DOCUMENT:
In the separate series to follow on liberty and equality, I will develop these terms as moral ideals of justice, which we may strive for, but which can never be fully realised.
We will now look successively at Athens and Rome. I must start by stating that freedom and equality were important values in antiquity, but they were by no means the only ones. In Rome, for example, virtus, pietas and fides counted heavily: loyalty, dignity, self-control, patriotism and family first. The latter two also counted heavily in Athens, but also, for example, retribution. And do not forget the due respect for the gods. If you think Rome and Athens were all about freedom and equality, you're wrong.
Greek ideals
Democracy was not invented in Athens. On the island of Chios and elsewhere they were a little earlier. But those were small states, and democracy did not last long. History in Athens was also erratic. There was no long, steady line from despotism to democracy, from tyranny to freedom. But some events were remembered; they lingered and were used again and again. We already talked about Solon, who ended debt slavery.
A rudimentary understanding of liberty is the absence of slavery. Those who are not slaves are at least not bound in everything by what another dictates to them. What Solon actually stipulated is that citizens should not enslave each other. A form of equal minimal liberty.
Another of Solon’s measures is less well known. He decreed that the city-state would pay for the education of children of fallen soldiers. The community had to provide that degree of solidarity for the soldiers' children. Previously, the death of a soldier was mainly seen as caused by the gods, possibly even as punishment. It did not befit the community to restore divine interventions. Solon started to build an urban community where citizens were not left to fend for themselves and their families alone.
The next episode in Athens took place after the expulsion of the tyrant Hippias in 510 BCE. There was absolutely no equality before the law. It was a class society. Four clans ruled Athens for generations, and it was not peaches and cream at all. There was a lot of rivalry and infighting. Alternately, the clans pushed each other out of power and established their own tyranny. Once he came to power, Kleisthenes (570-508 BCE), the head of one of the four clans, decided to do things differently.

DATA LINES:
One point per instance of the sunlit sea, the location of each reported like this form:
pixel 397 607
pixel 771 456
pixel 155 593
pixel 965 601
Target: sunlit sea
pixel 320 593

COMPLETE THE FOLLOWING:
1. Answer these from the passage on liberty in Athens:
(a) Which three Latin terms does it give for values that counted heavily in Rome?
(b) What did Solon decree the city-state would pay for?
(c) In what year was the tyrant Hippias expelled?
2. Reproduce everything in the passage on liberty in Athens from "In the separate" down to "be fully realised.".
3. Proceed with the passage on liberty in Athens, picking up after its final sentence.
The entries play no part in this work.

OUTPUTS BY TASK:
1.
(a) Virtus, pietas and fides.
(b) The education of children of fallen soldiers.
(c) 510 BCE.

2.
In the separate series to follow on liberty and equality, I will develop these terms as moral ideals of justice, which we may strive for, but which can never be fully realised.

3.
Power came to lie more broadly than with the one clan that was in charge at the time, or with the mere high-born. There was a popular assembly and a constitutional structure, following the principle of isonomia: balanced government, or equal political civil rights. The concept of citizenship gained meaning. Citizens regardless of their origin had isegoria: equal expression, which meant that everyone's opinion had equal weight. Later on, an even more far-reaching virtue developed: parrhesia, showing the back of your tongue. Parrhesia (we read about it earlier) was not a right to free speech. It was a virtue or a moral duty, but not a right. Whoever voiced an unwelcome opinion had better hope that he got away with it. But in general you were allowed to say a lot.
We should not idealise the reforms of Solon and Kleisthenes. The Athenians did not have the freedom and equality as we now experience it. There was a class society, there wasn’t a lot of redistribution, and resistance against the will of the city council was pointless. For example, the Athenians would have thought it a ridiculous idea that constitutional civil rights should apply to everyone. Women, children, foreigners and slaves, of course, had no such rights anyway. There was a public assembly where, in principle, all citizens could have their say. In practice, however, only wealthy Athenians had the time to concern themselves with city administration. The rest were simply too busy for it: bread had to be put on the table. Only when it really mattered and the work allowed, did the working class show up.
Nevertheless, many Athenians were quite proud of their polity. They actually experienced collective autonomy. In their wars with the Persians, in the first half of the fifth century, they saw how unfree the Persians were. The Athenians counted their blessings: they felt that their victory over the Persians was due to their liberty. The Athenians were more motivated to fight, they felt: they had more to lose, namely their democratic gains, their civic autonomy.
So the Athenians grew in power and proved, not in one respect only but in all, that equality is a good thing. Evidence for this is the fact that while they were under tyrannical rulers, the Athenians were no better in war than any of their neighbours, yet once they got rid of their tyrants, they were by far the best of all. This, then, shows that while they were oppressed, they were, as men working for a master, cowardly, but when they were freed, each one was eager to achieve for himself.
— Herodotos, Historiai (ca. 430 BCE)
At that time, the general and statesman Perikles (c. 495-429 BCE) was in charge. Perikles gave a memorial speech Epitafios logos in 430 BCE. I wrote about it before. In that speech he made a rhetorical combination of the concepts of open society, democracy, freedom and equality. Athens was at the peak of its power, having won all the wars. Like Herodotos, Perikles linked those successes to the new form of government.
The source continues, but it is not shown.